begin MATERIAL PROVIDED

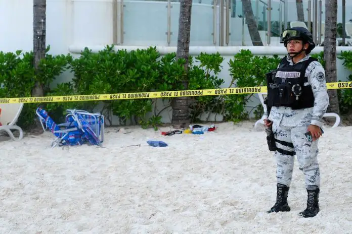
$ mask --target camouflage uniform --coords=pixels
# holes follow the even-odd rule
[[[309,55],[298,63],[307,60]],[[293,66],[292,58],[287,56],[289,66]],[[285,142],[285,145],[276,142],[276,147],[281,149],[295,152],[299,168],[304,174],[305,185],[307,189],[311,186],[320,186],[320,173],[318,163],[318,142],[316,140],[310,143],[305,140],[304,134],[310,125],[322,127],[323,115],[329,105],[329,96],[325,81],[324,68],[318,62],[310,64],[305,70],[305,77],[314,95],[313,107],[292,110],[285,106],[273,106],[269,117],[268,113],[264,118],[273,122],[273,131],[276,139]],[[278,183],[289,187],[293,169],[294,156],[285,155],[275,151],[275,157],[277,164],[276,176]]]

end MATERIAL PROVIDED
begin MATERIAL PROVIDED

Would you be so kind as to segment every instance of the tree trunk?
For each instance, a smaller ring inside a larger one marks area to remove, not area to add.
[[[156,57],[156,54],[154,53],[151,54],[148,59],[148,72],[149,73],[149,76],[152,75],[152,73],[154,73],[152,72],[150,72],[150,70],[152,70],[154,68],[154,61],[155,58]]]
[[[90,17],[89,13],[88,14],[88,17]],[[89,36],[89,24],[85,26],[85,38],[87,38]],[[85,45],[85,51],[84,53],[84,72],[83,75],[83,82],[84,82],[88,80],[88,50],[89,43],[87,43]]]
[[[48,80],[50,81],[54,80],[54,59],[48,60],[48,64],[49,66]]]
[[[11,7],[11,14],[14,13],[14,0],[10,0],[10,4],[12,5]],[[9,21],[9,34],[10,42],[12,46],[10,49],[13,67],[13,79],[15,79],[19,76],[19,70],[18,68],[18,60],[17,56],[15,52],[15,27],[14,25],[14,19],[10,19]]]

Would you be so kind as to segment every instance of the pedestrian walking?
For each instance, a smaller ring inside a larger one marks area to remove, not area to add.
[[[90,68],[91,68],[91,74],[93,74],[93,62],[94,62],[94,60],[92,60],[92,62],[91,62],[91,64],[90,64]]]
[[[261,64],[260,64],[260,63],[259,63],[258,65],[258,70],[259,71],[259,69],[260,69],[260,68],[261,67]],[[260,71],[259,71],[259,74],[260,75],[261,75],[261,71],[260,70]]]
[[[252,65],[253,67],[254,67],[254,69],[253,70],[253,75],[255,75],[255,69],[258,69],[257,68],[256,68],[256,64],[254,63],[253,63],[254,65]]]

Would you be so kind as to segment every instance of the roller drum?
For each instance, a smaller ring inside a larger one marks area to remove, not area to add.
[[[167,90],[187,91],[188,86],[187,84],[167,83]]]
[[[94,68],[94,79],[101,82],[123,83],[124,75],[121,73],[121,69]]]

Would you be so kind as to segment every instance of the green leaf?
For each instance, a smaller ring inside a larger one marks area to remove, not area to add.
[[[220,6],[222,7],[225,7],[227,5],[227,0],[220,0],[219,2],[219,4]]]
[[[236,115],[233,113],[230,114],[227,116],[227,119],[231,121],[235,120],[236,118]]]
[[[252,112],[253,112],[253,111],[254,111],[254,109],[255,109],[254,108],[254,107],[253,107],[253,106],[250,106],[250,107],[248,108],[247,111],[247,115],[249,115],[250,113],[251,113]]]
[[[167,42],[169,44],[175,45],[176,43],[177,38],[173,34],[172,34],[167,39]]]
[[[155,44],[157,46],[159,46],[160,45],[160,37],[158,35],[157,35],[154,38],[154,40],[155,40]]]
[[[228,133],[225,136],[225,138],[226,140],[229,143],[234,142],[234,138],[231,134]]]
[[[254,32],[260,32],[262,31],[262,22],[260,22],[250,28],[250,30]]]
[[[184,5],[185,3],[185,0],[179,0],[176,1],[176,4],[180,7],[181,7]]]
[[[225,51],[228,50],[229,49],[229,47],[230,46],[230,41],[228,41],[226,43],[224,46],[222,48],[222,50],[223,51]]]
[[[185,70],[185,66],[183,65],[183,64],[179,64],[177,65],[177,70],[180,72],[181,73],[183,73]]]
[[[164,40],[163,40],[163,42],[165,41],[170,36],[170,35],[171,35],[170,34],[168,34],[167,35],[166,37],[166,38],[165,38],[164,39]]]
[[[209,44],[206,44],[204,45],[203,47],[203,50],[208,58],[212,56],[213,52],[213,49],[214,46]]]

end MATERIAL PROVIDED

• **WHAT YOU HAVE TO DO**: Please give the rows from the line containing "camouflage uniform --coords=pixels" through the line containing "# holes follow the even-odd rule" as a JSON list of strings, one string per line, with blank lines left out.

• **CORRECT RESPONSE**:
[
  "$ mask --target camouflage uniform --coords=pixels",
  "# holes follow the even-odd rule"
]